The infant mortality rate correlates very strongly with and is among the best predictors of
state failure.
[1] IMR is also a useful indicator of a country's level of health or development, and is a component of the
physical quality of life index. But the method of calculating IMR often varies widely between countries based on the way they define a live birth. The
World Health Organization (WHO) defines a live birth as any born human being who demonstrates independent signs of life, including breathing, voluntary muscle movement, or heartbeat. Many countries, however, including certain European states and Japan, only count as live births cases where an infant breathes at birth, which makes their reported IMR numbers somewhat lower and raises their rates of perinatal mortality. The exclusion of any high-risk infants from the denominator or numerator in reported IMR's can be problematic for comparisons.
A well documented example illustrates this problem. Historically, until the 1990's
Russia and the
Soviet Union did not count as a live birth or as an infant death extremely premature infants (less than 1,000 g., less than 28 weeks gestational age, or less than 35 cm in length) that were born alive (breathed, had a heartbeat, or exhibited voluntary muscle movement) but failed to survive for at least 7 days.

■ Recorded data ■
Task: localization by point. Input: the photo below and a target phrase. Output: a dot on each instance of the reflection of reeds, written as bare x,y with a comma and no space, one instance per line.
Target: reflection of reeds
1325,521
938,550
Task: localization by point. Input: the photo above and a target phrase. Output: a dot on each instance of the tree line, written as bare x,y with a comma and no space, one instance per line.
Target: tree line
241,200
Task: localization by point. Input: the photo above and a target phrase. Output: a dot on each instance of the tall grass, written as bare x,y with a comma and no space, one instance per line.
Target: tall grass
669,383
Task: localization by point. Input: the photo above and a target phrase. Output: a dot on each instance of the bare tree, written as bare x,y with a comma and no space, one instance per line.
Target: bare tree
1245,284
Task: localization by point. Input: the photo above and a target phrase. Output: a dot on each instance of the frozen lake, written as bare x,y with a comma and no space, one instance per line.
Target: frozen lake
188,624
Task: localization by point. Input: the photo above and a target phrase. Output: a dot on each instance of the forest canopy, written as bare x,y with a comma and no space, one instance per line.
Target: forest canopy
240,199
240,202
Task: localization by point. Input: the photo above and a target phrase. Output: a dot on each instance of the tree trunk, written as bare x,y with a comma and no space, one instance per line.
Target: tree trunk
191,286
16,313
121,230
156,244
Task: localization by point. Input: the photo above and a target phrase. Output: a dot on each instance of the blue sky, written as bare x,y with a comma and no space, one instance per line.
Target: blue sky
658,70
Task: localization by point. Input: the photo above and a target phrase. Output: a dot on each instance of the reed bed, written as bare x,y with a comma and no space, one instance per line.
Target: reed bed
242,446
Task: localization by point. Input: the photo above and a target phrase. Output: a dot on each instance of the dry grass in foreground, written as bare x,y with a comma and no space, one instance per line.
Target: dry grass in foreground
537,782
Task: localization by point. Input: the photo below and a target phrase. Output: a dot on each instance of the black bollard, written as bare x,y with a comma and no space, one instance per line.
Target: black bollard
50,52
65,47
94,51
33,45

■ Task item ■
Reproduce the full infant mortality passage above word for word.

■ Final answer ■
The infant mortality rate correlates very strongly with and is among the best predictors of
state failure.
[1] IMR is also a useful indicator of a country's level of health or development, and is a component of the
physical quality of life index. But the method of calculating IMR often varies widely between countries based on the way they define a live birth. The
World Health Organization (WHO) defines a live birth as any born human being who demonstrates independent signs of life, including breathing, voluntary muscle movement, or heartbeat. Many countries, however, including certain European states and Japan, only count as live births cases where an infant breathes at birth, which makes their reported IMR numbers somewhat lower and raises their rates of perinatal mortality. The exclusion of any high-risk infants from the denominator or numerator in reported IMR's can be problematic for comparisons.
A well documented example illustrates this problem. Historically, until the 1990's
Russia and the
Soviet Union did not count as a live birth or as an infant death extremely premature infants (less than 1,000 g., less than 28 weeks gestational age, or less than 35 cm in length) that were born alive (breathed, had a heartbeat, or exhibited voluntary muscle movement) but failed to survive for at least 7 days.